[Segmentation dataset excerpts]
■ ■ ■ ■ ■ ■ ■

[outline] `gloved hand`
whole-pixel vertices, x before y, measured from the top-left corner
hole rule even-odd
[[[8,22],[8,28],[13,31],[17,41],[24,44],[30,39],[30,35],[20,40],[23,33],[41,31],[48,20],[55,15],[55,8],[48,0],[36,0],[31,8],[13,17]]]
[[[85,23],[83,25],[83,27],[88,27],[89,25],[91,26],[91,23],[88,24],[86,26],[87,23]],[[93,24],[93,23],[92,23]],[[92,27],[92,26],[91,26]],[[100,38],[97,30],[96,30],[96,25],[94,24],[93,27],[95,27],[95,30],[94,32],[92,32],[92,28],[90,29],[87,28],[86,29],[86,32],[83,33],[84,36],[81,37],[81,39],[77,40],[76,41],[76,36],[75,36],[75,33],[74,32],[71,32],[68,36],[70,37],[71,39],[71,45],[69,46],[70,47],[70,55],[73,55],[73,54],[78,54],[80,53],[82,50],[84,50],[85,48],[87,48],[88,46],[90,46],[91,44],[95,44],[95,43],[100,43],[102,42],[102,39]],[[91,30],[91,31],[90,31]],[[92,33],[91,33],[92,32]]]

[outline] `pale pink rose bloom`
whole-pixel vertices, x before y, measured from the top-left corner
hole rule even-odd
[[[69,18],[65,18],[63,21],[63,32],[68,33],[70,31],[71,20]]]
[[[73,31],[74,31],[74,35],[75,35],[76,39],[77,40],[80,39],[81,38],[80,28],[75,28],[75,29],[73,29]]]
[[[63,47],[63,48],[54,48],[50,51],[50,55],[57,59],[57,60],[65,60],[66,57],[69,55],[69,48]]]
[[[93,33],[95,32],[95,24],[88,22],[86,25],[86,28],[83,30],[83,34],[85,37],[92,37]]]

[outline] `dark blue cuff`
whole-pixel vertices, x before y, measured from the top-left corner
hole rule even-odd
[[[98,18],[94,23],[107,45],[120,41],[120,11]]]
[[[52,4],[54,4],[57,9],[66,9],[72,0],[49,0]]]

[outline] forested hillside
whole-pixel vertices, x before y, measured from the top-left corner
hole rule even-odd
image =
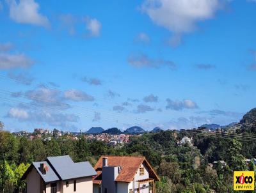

■ ■ ■ ■ ■ ■ ■

#### Task details
Gather every line of the records that contains the word "outline".

#### Expected output
[outline] `gloved hand`
[outline] `pale pink rose bloom`
[outline] `dark blue cuff`
[outline] forested hillside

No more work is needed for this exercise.